> [EXERCISE OBJECTIVE]: Among the records that follow, set down only the lines from the one containing "71L68 69L62 67L55" to the one containing "positive clicks: (269, 242) (317, 301)", both included, exactly.

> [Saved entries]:
*** Begin section ***

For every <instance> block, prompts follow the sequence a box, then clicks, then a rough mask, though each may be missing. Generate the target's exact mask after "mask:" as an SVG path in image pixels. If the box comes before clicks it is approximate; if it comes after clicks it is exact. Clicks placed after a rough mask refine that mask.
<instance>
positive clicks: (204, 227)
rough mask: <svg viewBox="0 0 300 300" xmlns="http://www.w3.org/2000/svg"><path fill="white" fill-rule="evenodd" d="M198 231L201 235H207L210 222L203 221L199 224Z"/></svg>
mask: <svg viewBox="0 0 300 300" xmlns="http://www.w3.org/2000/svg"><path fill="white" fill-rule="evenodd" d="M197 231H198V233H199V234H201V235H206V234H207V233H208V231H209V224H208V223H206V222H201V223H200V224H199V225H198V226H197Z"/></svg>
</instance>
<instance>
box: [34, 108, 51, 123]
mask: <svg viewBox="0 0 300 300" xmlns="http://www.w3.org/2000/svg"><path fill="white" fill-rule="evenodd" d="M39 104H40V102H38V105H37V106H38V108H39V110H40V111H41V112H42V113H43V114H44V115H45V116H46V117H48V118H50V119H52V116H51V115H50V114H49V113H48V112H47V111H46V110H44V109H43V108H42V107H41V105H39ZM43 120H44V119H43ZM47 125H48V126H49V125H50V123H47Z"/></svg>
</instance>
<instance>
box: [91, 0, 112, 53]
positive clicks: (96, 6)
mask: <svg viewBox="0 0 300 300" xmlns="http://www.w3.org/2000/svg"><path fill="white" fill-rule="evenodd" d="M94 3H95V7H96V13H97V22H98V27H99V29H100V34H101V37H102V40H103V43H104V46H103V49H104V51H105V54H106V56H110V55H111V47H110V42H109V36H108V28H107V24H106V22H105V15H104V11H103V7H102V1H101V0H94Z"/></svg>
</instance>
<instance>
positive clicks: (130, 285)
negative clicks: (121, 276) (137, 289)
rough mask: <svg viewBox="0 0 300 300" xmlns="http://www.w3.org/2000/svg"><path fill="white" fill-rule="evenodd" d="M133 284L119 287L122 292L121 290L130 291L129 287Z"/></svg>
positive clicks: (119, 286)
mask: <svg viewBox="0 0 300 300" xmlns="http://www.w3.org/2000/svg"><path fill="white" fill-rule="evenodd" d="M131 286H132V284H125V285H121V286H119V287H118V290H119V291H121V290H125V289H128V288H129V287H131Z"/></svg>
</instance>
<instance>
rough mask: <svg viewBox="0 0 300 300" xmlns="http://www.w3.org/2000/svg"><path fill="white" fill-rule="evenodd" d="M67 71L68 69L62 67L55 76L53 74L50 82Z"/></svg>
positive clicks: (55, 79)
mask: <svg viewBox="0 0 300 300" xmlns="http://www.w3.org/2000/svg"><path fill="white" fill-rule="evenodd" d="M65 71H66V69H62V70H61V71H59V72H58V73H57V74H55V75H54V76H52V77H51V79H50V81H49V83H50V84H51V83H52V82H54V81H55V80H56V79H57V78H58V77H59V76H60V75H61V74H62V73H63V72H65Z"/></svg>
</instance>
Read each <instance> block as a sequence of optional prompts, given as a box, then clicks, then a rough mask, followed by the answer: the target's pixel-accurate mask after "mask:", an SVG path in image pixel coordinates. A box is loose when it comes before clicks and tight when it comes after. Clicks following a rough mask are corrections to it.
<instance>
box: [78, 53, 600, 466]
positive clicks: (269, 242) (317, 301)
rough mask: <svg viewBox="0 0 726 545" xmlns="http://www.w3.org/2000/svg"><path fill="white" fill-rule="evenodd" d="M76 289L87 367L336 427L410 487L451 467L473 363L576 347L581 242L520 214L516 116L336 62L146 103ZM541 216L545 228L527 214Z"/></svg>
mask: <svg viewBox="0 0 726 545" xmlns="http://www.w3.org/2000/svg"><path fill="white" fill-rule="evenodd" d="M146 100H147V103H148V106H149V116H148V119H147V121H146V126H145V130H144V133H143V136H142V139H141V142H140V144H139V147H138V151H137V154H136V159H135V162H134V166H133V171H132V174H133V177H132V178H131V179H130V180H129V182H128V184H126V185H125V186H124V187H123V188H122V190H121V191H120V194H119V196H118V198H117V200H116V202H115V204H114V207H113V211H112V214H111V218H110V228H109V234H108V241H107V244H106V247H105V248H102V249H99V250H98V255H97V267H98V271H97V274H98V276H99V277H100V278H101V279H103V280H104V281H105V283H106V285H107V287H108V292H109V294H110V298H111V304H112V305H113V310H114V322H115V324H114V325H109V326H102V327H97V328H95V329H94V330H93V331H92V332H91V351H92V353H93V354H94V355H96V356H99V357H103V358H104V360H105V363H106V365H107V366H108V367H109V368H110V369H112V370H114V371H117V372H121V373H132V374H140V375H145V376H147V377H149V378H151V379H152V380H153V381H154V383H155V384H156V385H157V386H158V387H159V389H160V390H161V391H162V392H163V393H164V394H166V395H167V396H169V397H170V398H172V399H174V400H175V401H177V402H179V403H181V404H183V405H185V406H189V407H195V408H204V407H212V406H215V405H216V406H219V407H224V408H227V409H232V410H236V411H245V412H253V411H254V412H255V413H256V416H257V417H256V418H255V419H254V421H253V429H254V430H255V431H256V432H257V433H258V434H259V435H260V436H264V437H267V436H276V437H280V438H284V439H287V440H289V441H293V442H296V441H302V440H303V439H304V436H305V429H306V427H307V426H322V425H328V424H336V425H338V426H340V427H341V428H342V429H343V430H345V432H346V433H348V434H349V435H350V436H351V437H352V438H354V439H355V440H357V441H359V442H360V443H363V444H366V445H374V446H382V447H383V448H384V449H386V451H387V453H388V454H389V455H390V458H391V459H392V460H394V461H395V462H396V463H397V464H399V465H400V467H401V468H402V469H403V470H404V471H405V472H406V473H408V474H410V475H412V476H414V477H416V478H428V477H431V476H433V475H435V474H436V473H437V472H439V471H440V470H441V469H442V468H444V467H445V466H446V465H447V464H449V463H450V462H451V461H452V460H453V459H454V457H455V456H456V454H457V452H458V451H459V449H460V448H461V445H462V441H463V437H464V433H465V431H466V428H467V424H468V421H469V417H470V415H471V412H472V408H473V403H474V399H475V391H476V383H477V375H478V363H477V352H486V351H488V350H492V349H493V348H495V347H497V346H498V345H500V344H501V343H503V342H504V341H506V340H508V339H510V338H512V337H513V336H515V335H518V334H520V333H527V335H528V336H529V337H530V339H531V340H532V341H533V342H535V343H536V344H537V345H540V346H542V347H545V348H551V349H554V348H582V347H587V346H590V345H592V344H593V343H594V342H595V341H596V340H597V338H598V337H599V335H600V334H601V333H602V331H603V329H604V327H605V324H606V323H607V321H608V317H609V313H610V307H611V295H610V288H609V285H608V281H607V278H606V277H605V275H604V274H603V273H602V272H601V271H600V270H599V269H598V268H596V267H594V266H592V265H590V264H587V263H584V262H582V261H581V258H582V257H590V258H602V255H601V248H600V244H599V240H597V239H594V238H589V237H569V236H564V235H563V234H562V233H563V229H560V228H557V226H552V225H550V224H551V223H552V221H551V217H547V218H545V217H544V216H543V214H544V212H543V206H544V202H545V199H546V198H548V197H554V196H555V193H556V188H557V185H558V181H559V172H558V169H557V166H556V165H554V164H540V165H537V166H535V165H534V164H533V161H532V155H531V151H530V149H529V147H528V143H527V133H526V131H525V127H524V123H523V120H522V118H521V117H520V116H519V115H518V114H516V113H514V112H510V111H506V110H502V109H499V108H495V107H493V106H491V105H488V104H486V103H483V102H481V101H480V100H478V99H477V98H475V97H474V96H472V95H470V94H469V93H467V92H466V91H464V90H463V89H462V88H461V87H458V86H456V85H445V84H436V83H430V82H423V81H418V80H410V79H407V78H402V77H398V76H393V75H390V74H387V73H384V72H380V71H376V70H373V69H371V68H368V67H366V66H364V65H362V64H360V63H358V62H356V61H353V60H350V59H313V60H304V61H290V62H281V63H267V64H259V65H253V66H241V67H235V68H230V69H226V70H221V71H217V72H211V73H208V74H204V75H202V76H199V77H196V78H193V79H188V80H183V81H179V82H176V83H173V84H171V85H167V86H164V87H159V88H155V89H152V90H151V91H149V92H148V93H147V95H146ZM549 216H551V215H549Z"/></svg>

*** End section ***

> [WRITTEN RESPONSE]:
rough mask: <svg viewBox="0 0 300 300" xmlns="http://www.w3.org/2000/svg"><path fill="white" fill-rule="evenodd" d="M67 71L68 69L62 67L55 76L53 74L50 82Z"/></svg>
positive clicks: (55, 79)
mask: <svg viewBox="0 0 300 300" xmlns="http://www.w3.org/2000/svg"><path fill="white" fill-rule="evenodd" d="M65 71H66V69H62V70H61V71H59V72H58V73H57V74H55V75H54V76H52V77H51V79H50V81H49V83H50V84H51V83H52V82H54V81H55V80H56V79H57V78H58V77H59V76H60V75H61V74H62V73H63V72H65Z"/></svg>
</instance>
Read each <instance> block as a sequence of optional prompts, given as a box, then clicks, then a rough mask, followed by the answer: the target's pixel-accurate mask after "mask:", an SVG path in image pixel coordinates. A box is loose when it comes before clicks and tight when it comes after. Clicks following a rough mask are corrections to it.
<instance>
box: [78, 53, 600, 466]
positive clicks: (269, 242) (317, 301)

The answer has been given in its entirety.